Document excerpt
********
Metadata-Version: 1.1
Name: lorax
Version: 0.94.4
Summary: lorax -- speaks for the (phylogenetic) trees.
Home-page: http://github.com/ncgr/lorax
Author: Joel Berendzen
Author-email: joelb@ncgr.org
License: BSD 3-Clause License
Description: Server for Phylogenetic Trees
        =============================
        
        lorax "speaks for the trees" by calculating multiple sequence alignments and trees.
        
        How does lorax calculate multiple sequence alignments?
        ------------------------------------------------------
        ``lorax`` uses a pre-calculated HMM and ``hmmalign`` to calculate multiple sequence alignments
        in either peptide or DNA
        space.
        
        How does lorax calculate phylogenetic trees?
        --------------------------------------------
        
        Phylogenetic trees are built from either DNA or protein sequences by external processes in
        a computationally-intensive step that can take from minutes to days depending on the number of
        sequences and their sizes. Generally the computational time
        increases linearly with the average length of sequences and as the square of the number of 
        input sequences.  The tree-building software that ``lorax`` knows about the following tree builders:
        
        ============= =================================================================================
        Tree Builder   Description 
        ============= =================================================================================
        FastTree      `FastTree <https://www.microbesonline.org/fasttree/>`_ is the fastest tree-builder
                      and is the default tree-building algorithm.  
        
        RAxML         `RAxML <http://sco.h-its.org/exelixis/web/software/raxml/index.html>`_ is believed
                      to be the more accurate tree-building algorithm, but at its fastest is probably
                      100x slower than FastTree.  It is possible to the RaxML EPA algorithm to do
                      placement of test sequences on existing RaxML trees.
        
        ============= =================================================================================
        
        URLs
        ----
        ``lorax`` interacts through standard http ``GET`` and ``POST`` commands.  POST of
        sequence data and calculation of trees results in permanent URLs that ``lorax`` will serve up
        until such time as the corresponding disk entries are deleted. POSTing to existing sequence
        data will result in over-writing.
        
        
        =================================== ===========================================================
        URL                                 Interpretation
        =================================== ===========================================================
        ``/log.txt``                        A ``GET`` of this URL returns the log file of the current
                                            run.
        
        ``/rq``                             A dashboard of the queues used by RQ, if asynchronous
                                            queueing is in use.
        
        ``/trees/families.json``            A ``GET`` of this URL returns a JSON list of defined
                                            families.
        
        ``/trees/<family>/sequences``       ``POST`` a FASTA-formatted set of aligned sequences.
                                            ID fields must be unique and use ``UTF-8`` encoding.
                                            If the multipart key is ``peptide``, the sequences
                                            are assumed to be protein sequences; if the key is
                                            ``DNA``, DNA sequences are assumed.  ``<family>``
                                            is used as a directory name and must not include
                                            special characters such as ``/``.  See the
                                            ''post_to_lorax.sh`` script in the test/ directory
                                            for an example of how to post.  Returns a JSON
                                            object that gives information about the number and
                                            length of submitted sequences.  Throws a 400 error if
                                            a proper multipart key is not found.  Throws a 406 error
                                            if empty or improperly-formatted FASTA file is sent.
********
Description of the task
In the lorax package description, turn the paragraph under the "URLs" heading that starts "``lorax`` interacts through standard http" into a short bulleted list that keeps its main facts. The lines that follow are separate material with no connection to the package description.

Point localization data
********
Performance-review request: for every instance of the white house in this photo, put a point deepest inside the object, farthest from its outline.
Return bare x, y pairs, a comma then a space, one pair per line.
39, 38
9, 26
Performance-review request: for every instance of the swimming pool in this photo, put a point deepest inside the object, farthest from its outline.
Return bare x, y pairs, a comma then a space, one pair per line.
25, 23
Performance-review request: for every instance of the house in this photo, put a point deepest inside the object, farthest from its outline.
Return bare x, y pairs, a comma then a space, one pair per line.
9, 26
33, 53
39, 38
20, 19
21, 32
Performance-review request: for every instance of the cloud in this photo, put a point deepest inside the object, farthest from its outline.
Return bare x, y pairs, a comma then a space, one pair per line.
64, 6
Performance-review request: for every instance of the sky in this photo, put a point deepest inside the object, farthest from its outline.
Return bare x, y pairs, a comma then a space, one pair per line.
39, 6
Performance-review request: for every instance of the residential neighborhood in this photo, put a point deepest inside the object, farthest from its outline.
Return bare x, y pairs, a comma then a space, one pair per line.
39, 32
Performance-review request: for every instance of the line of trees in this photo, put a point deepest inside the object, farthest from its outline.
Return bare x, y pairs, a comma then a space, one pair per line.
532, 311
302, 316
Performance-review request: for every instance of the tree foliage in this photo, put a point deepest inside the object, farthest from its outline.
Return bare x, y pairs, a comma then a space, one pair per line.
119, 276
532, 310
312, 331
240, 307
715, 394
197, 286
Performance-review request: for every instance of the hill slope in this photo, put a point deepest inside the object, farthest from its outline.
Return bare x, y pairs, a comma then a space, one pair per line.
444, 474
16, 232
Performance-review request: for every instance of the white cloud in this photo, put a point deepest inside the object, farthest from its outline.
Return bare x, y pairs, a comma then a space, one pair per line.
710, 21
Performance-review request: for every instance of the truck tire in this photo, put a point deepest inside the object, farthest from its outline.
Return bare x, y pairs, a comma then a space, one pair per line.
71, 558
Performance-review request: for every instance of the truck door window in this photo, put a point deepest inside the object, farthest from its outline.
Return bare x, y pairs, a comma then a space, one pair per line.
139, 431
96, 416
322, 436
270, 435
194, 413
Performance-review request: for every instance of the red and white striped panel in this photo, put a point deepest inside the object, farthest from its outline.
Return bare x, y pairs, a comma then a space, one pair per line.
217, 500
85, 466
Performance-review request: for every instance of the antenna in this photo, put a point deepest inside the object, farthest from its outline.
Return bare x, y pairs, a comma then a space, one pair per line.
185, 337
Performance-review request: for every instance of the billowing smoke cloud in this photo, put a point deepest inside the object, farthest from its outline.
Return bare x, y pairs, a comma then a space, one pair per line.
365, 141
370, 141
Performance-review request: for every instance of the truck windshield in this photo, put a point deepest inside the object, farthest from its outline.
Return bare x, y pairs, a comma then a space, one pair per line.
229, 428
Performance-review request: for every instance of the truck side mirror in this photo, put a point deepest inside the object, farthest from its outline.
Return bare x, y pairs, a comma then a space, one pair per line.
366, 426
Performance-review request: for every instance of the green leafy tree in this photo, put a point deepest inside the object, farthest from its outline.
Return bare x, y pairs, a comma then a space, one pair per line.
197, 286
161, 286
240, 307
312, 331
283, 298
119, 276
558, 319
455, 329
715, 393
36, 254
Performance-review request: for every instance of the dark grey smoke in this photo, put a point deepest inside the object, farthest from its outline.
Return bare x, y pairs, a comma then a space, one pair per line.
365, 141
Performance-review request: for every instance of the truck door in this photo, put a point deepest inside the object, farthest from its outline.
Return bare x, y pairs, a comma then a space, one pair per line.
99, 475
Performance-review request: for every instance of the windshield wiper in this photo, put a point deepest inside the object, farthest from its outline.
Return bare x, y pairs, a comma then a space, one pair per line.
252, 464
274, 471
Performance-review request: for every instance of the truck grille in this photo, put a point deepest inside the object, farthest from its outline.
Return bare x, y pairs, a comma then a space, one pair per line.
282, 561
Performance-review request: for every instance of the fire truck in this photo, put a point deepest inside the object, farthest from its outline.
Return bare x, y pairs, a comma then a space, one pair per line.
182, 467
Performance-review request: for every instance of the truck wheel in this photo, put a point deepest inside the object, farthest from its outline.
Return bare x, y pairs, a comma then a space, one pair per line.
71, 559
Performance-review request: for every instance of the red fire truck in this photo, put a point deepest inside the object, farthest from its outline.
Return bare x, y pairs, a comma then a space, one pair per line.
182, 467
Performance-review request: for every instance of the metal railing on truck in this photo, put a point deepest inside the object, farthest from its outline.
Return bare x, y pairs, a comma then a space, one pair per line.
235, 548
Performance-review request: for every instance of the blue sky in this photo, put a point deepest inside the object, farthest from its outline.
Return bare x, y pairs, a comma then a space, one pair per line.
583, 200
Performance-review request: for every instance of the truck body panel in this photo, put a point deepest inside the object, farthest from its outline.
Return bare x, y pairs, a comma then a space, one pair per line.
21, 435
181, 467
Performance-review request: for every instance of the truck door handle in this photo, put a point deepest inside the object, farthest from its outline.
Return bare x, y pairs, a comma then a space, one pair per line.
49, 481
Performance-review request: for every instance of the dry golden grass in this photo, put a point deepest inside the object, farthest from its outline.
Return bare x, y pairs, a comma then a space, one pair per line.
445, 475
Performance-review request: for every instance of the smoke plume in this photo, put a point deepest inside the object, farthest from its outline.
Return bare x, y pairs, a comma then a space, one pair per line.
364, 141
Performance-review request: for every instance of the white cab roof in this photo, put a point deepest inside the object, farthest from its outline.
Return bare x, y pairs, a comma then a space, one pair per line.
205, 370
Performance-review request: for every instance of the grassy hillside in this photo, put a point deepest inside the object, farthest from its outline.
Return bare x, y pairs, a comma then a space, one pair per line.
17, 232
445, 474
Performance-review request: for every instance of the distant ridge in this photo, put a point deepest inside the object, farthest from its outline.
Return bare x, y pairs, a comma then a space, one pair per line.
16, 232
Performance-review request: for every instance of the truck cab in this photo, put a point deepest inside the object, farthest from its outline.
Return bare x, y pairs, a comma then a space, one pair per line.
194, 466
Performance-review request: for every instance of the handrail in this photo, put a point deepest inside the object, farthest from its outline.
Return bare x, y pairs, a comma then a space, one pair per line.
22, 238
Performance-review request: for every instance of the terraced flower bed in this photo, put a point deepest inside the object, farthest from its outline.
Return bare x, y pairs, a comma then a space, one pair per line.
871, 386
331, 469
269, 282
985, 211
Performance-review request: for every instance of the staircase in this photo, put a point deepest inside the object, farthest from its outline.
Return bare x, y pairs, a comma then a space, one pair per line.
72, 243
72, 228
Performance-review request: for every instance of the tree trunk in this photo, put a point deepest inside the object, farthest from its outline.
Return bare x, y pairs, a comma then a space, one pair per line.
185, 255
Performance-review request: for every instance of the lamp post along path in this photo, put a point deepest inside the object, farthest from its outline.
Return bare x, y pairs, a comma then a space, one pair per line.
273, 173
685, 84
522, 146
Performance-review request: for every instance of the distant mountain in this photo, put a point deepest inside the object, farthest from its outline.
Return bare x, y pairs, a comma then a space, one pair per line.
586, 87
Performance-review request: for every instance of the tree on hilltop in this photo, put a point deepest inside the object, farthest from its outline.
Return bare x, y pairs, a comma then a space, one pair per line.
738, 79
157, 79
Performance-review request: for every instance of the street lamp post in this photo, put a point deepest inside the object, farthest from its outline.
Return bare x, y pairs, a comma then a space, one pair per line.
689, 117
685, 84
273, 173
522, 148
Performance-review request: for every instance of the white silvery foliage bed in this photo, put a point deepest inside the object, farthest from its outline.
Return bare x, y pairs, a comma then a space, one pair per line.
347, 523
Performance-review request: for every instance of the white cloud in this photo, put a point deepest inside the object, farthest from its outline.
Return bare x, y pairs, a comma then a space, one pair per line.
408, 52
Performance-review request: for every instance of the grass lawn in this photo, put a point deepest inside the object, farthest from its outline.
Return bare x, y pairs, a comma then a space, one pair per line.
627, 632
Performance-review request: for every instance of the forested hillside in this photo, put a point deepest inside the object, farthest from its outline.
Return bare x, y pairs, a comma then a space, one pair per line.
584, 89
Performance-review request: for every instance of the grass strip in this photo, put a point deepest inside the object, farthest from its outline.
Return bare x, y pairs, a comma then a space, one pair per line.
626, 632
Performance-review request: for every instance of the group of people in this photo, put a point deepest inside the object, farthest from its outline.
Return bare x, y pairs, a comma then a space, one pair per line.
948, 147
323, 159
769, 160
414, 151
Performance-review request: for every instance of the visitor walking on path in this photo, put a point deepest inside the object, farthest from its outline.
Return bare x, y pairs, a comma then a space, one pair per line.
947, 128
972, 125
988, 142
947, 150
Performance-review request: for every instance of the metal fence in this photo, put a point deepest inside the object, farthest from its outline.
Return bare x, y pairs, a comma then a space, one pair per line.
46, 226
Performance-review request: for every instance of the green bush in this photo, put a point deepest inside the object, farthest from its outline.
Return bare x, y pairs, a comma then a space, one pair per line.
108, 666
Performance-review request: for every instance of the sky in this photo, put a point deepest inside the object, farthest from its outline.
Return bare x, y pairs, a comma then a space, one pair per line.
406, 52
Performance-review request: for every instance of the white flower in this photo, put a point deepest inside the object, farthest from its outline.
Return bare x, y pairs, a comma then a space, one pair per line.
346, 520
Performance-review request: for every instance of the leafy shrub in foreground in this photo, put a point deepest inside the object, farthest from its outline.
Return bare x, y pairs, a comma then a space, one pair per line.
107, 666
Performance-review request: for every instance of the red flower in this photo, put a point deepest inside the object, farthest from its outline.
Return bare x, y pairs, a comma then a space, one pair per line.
********
The answer
- lorax communicates through standard HTTP GET and POST commands.
- POSTing sequence data and calculating trees produces permanent URLs, which lorax serves until the matching disk entries are deleted.
- POSTing to existing sequence data overwrites it.